Records from a data source
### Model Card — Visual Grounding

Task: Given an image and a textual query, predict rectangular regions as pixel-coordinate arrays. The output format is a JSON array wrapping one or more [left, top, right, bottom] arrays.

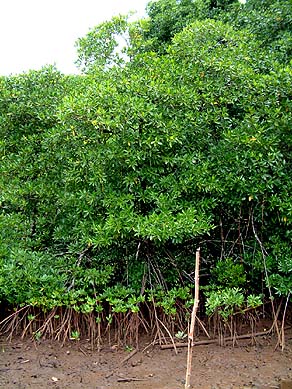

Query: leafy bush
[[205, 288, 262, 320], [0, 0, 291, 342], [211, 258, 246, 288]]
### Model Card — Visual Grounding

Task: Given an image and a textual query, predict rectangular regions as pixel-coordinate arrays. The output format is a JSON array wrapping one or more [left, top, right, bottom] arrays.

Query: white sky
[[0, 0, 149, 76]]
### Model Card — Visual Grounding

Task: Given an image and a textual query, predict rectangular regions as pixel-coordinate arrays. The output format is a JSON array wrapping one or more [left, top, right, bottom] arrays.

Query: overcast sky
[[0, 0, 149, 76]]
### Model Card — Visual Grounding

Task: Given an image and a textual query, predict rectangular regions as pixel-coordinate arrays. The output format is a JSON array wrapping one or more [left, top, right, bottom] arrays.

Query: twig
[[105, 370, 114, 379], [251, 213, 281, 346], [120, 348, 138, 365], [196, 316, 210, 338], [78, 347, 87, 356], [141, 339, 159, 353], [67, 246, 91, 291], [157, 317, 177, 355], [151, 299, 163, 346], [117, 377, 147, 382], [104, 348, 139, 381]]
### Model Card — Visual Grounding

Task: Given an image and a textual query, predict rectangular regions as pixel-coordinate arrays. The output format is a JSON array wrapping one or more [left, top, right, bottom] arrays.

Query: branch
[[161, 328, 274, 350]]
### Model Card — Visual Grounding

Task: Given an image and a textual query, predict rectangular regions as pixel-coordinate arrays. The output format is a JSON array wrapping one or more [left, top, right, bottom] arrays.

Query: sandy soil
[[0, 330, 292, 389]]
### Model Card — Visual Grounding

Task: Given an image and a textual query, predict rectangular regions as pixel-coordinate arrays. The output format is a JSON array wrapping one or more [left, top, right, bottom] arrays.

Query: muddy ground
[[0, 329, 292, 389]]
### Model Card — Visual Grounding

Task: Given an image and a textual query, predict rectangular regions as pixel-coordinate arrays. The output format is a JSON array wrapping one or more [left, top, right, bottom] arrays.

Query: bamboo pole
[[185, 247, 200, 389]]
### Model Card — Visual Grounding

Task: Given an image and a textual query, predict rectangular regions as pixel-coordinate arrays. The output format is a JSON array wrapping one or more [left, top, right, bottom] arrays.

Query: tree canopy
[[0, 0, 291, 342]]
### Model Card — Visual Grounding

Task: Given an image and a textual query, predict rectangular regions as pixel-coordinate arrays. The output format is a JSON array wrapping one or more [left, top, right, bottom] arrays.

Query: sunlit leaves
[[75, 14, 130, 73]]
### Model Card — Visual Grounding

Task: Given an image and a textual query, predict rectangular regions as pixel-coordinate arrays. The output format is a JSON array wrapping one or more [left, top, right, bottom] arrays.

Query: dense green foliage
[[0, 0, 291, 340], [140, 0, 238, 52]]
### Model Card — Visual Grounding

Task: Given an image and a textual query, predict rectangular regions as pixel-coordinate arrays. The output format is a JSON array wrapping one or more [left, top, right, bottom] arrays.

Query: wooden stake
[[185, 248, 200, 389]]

- [Problem requirements]: Type the lines above out again exactly as they appear, skipping every picture.

- [Reply]:
### Model Card — Visual Grounding

Task: Given an image and a textual query, predict rectangular regions as pixel-coordinate arrays. The output format is a JSON array wrapping one or more [left, top, right, bottom] arrays.


Query: leafy bush
[[205, 288, 262, 320], [0, 0, 291, 342], [211, 258, 246, 288]]
### Model Card — Visual Grounding

Task: Given an image and a textual query, predict rectangular regions as pixel-coordinate arrays. The output format is a JSON array wrapping one or more [left, top, right, bottom] arrays.

Query: white sky
[[0, 0, 149, 76]]
### Model Card — Visual Grounding

Task: Given an image and a textual query, predict rectangular regions as pixel-coordinate arrays. The output format is a JSON array wrapping one or more [left, top, right, bottom] arrays.

Query: overcast sky
[[0, 0, 149, 76]]
### Model Card — Visual Grounding

Task: Given an image and a textual query, predict rectangular regions as pixel-coordinate arrays. The output format is a JSON array wrapping one or more [left, top, right, bottom] arrays.

Query: twig
[[105, 370, 114, 379], [251, 213, 281, 346], [120, 348, 138, 365], [196, 316, 210, 338], [78, 347, 87, 356], [141, 339, 159, 353], [67, 246, 91, 291], [157, 317, 177, 355], [151, 299, 163, 346], [117, 377, 147, 382], [104, 348, 139, 381]]
### Model Card — Visual Grounding

Task: Given an image and a textual query, predict rectangular regions as pixel-coordinate arrays. The output format is a JSON array wrapping one or more [left, top, right, bottom] arrays.

Query: branch
[[161, 328, 274, 350]]
### Model Card — Visual Grounding

Task: Given an image and a textual query, predict rectangular regions as pixel-coordinate arrays. The output format is a JSON array wrapping one or more [left, top, right, bottom] arrays.

Query: sandy soil
[[0, 330, 292, 389]]
### Model Card — Visual Grounding

Task: Given an image and a textual query, predict rectangular regions as pixel-coordinate arrays. The output format is a JSON array wrapping one or more [left, top, right, bottom] arrays.

Query: muddy ground
[[0, 329, 292, 389]]
### Model Card — Visual Grounding

Task: Given an image and a textual query, predict rectangular regions as pixel-coordinate arrays. The output format is a JSON array wrapping one or more [left, top, right, bottom] arrays.

Query: bamboo pole
[[185, 247, 200, 389]]
### Model Card — Visual Grounding

Task: Given an image and a textual query, predict rectangular regions as pixel-coordinate arrays. The output format is a JSON array wrapping one or more [left, top, right, bottom] arrays.

Query: tree canopy
[[0, 0, 291, 342]]
### Model Card — Visual Grounding

Task: Given an image and a textual query, predict rectangular regions as pixel-coordinate arrays. The output format is a JSON array wrapping one or more [left, top, right, bottom] arrays.

Query: sunlit leaves
[[75, 14, 130, 73]]
### Model Card — Visual Grounding

Task: Given an image and a textual query, predict rectangular regions as pixel-coordinate arrays. The output format is a JSON array wrapping one or more [left, top, right, bottom] arrays.

Query: dense green foliage
[[0, 0, 291, 340], [140, 0, 238, 52]]
### Model Card — Visual Grounding

Task: Given an image and a textual query, predict rectangular regions as pixel-coordinate arrays. The output format is a JSON array wrapping one or more [left, top, right, bottom] arrays.

Query: wooden stake
[[185, 248, 200, 389]]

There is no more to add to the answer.